◆ **Exercise goal**: Render every line of the entries below as a Markdown table with the columns "Number" and "Text," skipping blank lines. Put the row number in "Number" and the line itself in "Text."

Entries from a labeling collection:
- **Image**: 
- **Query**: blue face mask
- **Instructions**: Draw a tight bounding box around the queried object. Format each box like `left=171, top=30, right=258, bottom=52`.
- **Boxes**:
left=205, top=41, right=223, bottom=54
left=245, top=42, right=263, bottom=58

◆ **Full solution**:
| Number | Text |
|---|---|
| 1 | - **Image**:  |
| 2 | - **Query**: blue face mask |
| 3 | - **Instructions**: Draw a tight bounding box around the queried object. Format each box like `left=171, top=30, right=258, bottom=52`. |
| 4 | - **Boxes**: |
| 5 | left=205, top=41, right=223, bottom=54 |
| 6 | left=245, top=42, right=263, bottom=58 |